Direction A
Show each line of the listing that contains the word "dark".

>> Begin Source document

After Edward Heath won the 1970 General Election the miners went on strike and oil production was cut by a number of Arab states, leading to the ‘three-day week’, which left people without work two days a week and a cut back in electricity usage.

It was in this period that an organisation called the Pay Board was set up to conduct an inquiry into wage anomalies and Mr Robinson was appointed as its deputy chairman.

His work on the Pay Board was to be controverial as the figures appeared to prove that miners were paid eight per cent less than other manual workers.

It was this that led to Heath accusing Mr Robinson, a known Labour supporter, of having lost him the 1974 General Election.

The Pay Board was abolished by the new Wilson government and Mr Robinson returned to Oxford, where he committed himself to more local matters.

He became chairman of the Oxfordshire and South Bucks District Manpower Committee in 1975 and in 1978 led a committee to tackle unemployment in the county which resulted in the establishment of an Oxford Skills Bank, a register of skilled workers who could be called upon when jobs become available.

In the 1980s he worked as adviser to the International Labour Organisation and worked on the labour market policies of a range of overseas governments.

It was through this work that he met the former South African president Nelson Mandela.

>> End Source document

Direction B
From the passage about the Pay Board, extract word for word the part that opens with the words containing "It was in this" and closes with "1974 General Election.".

>> Begin The data

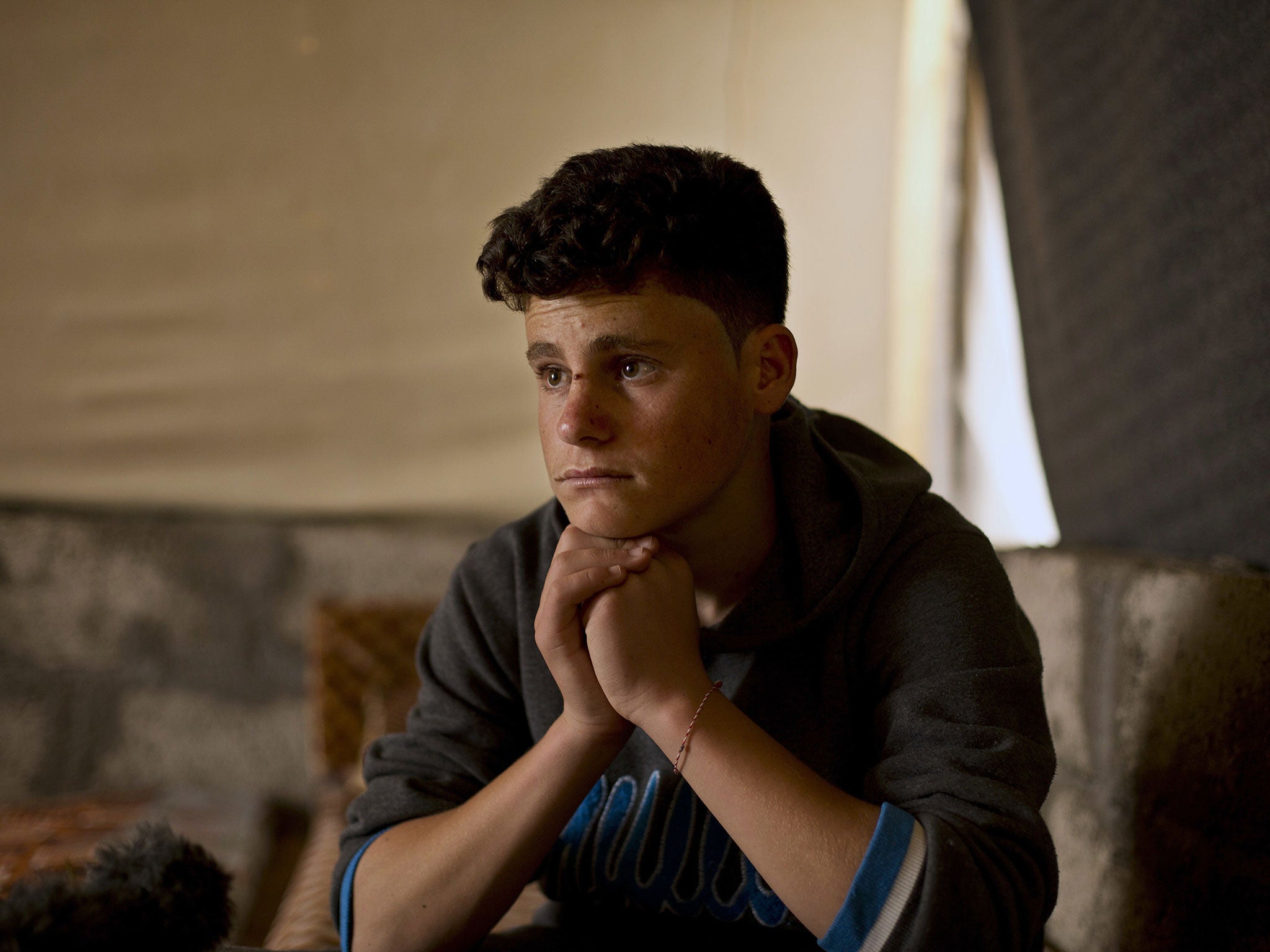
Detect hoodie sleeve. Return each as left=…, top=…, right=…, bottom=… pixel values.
left=332, top=536, right=532, bottom=947
left=859, top=529, right=1058, bottom=952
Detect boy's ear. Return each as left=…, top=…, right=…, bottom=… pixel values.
left=743, top=324, right=797, bottom=414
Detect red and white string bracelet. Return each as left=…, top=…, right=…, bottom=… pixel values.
left=674, top=681, right=722, bottom=774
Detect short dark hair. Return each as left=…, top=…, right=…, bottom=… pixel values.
left=476, top=144, right=789, bottom=350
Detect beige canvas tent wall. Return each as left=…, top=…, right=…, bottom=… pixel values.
left=0, top=0, right=900, bottom=514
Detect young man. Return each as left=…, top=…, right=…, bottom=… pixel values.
left=334, top=146, right=1057, bottom=952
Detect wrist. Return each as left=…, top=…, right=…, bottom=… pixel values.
left=631, top=670, right=720, bottom=760
left=550, top=711, right=635, bottom=763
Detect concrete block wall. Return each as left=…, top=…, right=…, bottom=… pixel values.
left=0, top=506, right=493, bottom=800
left=1002, top=549, right=1270, bottom=952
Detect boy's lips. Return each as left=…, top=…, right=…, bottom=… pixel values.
left=556, top=466, right=631, bottom=487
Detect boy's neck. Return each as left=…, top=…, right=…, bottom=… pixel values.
left=658, top=425, right=777, bottom=626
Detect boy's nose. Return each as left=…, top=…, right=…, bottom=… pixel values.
left=556, top=378, right=613, bottom=446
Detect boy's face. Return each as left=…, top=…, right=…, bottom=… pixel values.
left=525, top=282, right=756, bottom=538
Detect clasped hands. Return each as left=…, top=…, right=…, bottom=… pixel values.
left=533, top=526, right=710, bottom=741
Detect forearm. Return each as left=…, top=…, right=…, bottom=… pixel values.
left=353, top=718, right=625, bottom=952
left=640, top=682, right=879, bottom=937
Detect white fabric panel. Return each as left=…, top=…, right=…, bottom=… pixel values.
left=0, top=0, right=899, bottom=514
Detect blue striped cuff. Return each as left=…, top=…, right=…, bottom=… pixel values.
left=819, top=803, right=926, bottom=952
left=337, top=829, right=388, bottom=952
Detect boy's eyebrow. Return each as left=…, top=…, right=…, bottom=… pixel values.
left=525, top=340, right=564, bottom=363
left=525, top=334, right=670, bottom=363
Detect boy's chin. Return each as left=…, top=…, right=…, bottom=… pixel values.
left=561, top=503, right=659, bottom=538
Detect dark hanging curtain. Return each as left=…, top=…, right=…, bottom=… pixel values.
left=969, top=0, right=1270, bottom=566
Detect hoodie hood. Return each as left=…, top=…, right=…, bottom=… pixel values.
left=701, top=397, right=931, bottom=654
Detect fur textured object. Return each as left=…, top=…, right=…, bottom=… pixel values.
left=0, top=822, right=230, bottom=952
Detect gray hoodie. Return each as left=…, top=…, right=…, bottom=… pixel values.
left=333, top=400, right=1058, bottom=952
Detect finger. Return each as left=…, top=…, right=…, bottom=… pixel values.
left=549, top=547, right=653, bottom=578
left=556, top=526, right=658, bottom=555
left=542, top=565, right=626, bottom=626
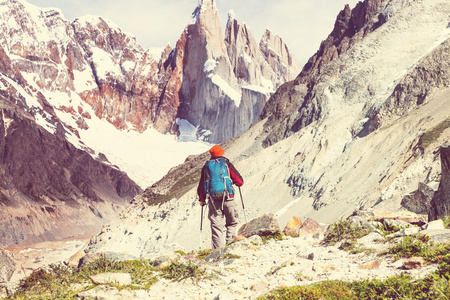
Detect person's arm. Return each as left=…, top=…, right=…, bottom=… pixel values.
left=227, top=160, right=244, bottom=186
left=197, top=166, right=206, bottom=206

>> End The data

Full solution A
Detect short dark hair. Return each as left=…, top=…, right=…, bottom=… pixel values.
Detect dark hanging curtain. Return each as left=…, top=…, right=…, bottom=… pixel values.

Full solution B
It was in this period that an organisation called the Pay Board was set up to conduct an inquiry into wage anomalies and Mr Robinson was appointed as its deputy chairman.

His work on the Pay Board was to be controverial as the figures appeared to prove that miners were paid eight per cent less than other manual workers.

It was this that led to Heath accusing Mr Robinson, a known Labour supporter, of having lost him the 1974 General Election.